## Excerpted text
>>>>
# Time for a Pipe Bomb



## AgentJuggernaut (Apr 12, 2011)

So, today has been a day dedicated to the early celebration of my birthday. Overall, it's been a great day, had lunch at Tucano's a Brazilian grill... and then went with the wife to pick up birthday gifts for myself and her mother (not necessarily in that order)... and when I got home, I immediately smelt sort of a chargrilled smell. I thought maybe it was my neighbor Joe burning something on his Hibachi. Turns out it was my mailbox, thanks to one johnmoss. 








While I was cleaning up from the bombing of the mailbox, I came inside and found that my wife had bombed me as well, with a cupcake bouquet... I do love me some cupcakes. Incidentally, the birthday gift she picked up for me were some mason jars, as it turns out I needed them sooner than anticipated.
<<<<
## Tasks for this exercise
#1 In the birthday forum post, where did the poster have lunch?
#2 Pick up the birthday forum post after its last sentence and keep writing it.
This data has nothing to do with the birthday forum post.

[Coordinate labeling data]
>>>>
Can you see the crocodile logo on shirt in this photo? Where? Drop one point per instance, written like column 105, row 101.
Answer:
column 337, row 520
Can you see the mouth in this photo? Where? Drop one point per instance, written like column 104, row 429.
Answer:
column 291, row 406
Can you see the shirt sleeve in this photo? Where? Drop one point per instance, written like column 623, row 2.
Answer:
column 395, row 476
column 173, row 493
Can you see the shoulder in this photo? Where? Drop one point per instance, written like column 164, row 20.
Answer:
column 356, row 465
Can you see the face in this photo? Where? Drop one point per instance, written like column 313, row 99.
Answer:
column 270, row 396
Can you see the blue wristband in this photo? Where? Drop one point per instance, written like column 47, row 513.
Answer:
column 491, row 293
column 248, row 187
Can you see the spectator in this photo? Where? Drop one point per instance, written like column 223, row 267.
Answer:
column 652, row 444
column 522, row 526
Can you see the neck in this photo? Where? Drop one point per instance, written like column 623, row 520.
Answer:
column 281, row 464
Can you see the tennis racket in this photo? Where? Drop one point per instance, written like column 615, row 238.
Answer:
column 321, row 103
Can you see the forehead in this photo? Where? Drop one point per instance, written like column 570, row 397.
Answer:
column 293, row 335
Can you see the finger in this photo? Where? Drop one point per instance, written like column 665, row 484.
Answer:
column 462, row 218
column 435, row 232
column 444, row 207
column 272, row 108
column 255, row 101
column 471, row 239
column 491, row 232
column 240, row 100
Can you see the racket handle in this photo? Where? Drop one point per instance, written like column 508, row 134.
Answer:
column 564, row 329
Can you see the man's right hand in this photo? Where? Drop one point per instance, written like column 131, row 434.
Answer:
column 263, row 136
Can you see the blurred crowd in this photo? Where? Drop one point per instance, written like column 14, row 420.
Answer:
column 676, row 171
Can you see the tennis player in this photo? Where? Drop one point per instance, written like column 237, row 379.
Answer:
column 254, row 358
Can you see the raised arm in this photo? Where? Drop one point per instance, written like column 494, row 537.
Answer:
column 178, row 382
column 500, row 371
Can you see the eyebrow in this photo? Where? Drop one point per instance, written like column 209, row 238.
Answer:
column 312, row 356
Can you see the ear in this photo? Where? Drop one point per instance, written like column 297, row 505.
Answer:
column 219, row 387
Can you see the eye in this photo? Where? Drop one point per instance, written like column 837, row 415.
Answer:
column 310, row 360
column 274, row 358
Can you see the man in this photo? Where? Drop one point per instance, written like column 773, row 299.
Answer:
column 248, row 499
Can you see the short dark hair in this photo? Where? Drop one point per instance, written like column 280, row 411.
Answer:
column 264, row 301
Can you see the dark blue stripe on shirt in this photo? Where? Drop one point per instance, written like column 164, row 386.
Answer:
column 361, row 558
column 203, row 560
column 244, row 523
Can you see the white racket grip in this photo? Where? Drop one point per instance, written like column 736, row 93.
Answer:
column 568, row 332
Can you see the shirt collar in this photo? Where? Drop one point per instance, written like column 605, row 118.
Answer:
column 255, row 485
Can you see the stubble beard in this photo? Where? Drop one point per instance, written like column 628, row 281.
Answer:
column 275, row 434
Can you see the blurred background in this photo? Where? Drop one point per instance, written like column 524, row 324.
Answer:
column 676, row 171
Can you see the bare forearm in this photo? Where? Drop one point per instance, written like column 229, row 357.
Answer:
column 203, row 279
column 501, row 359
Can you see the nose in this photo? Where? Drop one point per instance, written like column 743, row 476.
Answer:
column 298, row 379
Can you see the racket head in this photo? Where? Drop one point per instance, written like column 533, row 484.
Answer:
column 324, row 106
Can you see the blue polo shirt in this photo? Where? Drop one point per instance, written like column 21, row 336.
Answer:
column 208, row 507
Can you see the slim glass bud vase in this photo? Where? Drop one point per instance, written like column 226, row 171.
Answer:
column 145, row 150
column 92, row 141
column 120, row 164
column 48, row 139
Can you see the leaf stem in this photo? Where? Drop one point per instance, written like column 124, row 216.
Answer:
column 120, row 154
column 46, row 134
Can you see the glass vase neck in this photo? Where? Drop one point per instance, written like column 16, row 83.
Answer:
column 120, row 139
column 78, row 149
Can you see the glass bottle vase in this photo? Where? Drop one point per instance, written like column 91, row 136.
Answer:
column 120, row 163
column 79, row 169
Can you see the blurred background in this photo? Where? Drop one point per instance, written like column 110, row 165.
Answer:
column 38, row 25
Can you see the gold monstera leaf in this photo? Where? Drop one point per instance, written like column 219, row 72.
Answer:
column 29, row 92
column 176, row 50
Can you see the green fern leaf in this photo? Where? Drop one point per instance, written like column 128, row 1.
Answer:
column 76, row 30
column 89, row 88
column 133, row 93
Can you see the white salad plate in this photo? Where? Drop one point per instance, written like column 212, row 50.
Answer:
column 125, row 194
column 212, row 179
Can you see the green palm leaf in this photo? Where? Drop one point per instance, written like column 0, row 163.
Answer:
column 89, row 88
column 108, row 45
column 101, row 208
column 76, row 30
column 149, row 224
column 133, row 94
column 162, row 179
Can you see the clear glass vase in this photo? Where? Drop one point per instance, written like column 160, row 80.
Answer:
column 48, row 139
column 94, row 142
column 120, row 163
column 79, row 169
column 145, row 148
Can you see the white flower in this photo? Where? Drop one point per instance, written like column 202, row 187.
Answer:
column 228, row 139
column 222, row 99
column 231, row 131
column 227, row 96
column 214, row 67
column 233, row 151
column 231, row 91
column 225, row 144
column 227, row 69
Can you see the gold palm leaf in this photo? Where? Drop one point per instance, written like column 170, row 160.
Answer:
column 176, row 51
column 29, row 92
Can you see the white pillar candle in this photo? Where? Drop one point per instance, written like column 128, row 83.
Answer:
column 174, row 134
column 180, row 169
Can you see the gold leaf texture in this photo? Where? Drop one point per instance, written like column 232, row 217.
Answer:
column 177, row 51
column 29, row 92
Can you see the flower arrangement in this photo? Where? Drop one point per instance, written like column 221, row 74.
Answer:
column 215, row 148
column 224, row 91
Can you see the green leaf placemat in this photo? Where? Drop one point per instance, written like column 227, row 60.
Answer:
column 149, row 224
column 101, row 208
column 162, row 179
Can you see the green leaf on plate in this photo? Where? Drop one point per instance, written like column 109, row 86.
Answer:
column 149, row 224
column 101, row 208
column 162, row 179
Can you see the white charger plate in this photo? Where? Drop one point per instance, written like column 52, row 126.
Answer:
<<<<
## Exercise results
#1 At Tucano's, a Brazilian grill.

#2
There will be return fire, but for now, I think I want to talk my neighbor Joe into breaking out the hibachi.


----------



## Blue_2 (Jan 25, 2011)

Early Happy Birthday!


----------



## 36Bones (Aug 18, 2011)

Sticks and baccy and cupcakes? WINNING!!! arty: Happy Birthday!!!


----------



## DSturg369 (Apr 6, 2008)

Sweet bombs all around! :tu


----------



## johnmoss (Jun 18, 2010)

Hope you enjoy....and Happy Birthday.


----------



## hardcz (Aug 1, 2007)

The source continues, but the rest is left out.